(Apply what you read)
**A.** Echo the article on Egypt's debt repayment word for word, everything from "Egypt has repaid" down to "in Eurobond bonds.".
**B.** In the article on Egypt's debt repayment, which coastal zone's development deal with the UAE helped make the repayment possible?

(Document extract)
Egypt fulfills $25 billion debt obligations, representing 7 percent of GDP: IIF

Egypt targets 3.5 percent primary surplus, 80 percent debt-to-GDP by 2027
Egypt fulfills $25 billion debt obligations, representing 7 percent of GDP: IIF
Egypt's IPO program to fund 50 percent of 98 percent debt-to-GDP reduction.

Egypt has repaid $25 billion of its domestic and external public debt since March, representing 7 percent of the country’s GDP, according to the Institute of International Finance (IIF).

The IIF statement was based on a virtual meeting attended by 100 speakers and participants to discuss Egypt’s economic situation. The repayment was facilitated by a development deal for the Ras El-Hekma coastal zone signed with the UAE in February. This included converting $11 billion in Emirati deposits at the Central Bank of Egypt into local currency investments, as well as repaying $2 billion in Eurobond bonds.

(Given data)
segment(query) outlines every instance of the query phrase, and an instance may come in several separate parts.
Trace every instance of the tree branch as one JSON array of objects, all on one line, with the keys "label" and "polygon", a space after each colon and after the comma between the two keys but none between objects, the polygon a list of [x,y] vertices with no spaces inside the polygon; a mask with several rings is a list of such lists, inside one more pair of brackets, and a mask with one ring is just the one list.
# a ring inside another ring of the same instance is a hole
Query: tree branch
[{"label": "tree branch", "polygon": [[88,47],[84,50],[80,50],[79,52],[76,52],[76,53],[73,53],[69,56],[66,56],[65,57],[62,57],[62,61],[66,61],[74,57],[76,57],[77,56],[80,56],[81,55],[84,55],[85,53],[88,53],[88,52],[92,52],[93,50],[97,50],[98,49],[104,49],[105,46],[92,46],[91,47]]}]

(Answers to the tasks)
**A.**
Egypt has repaid $25 billion of its domestic and external public debt since March, representing 7 percent of the country’s GDP, according to the Institute of International Finance (IIF).

The IIF statement was based on a virtual meeting attended by 100 speakers and participants to discuss Egypt’s economic situation. The repayment was facilitated by a development deal for the Ras El-Hekma coastal zone signed with the UAE in February. This included converting $11 billion in Emirati deposits at the Central Bank of Egypt into local currency investments, as well as repaying $2 billion in Eurobond bonds.

**B.** The Ras El-Hekma coastal zone.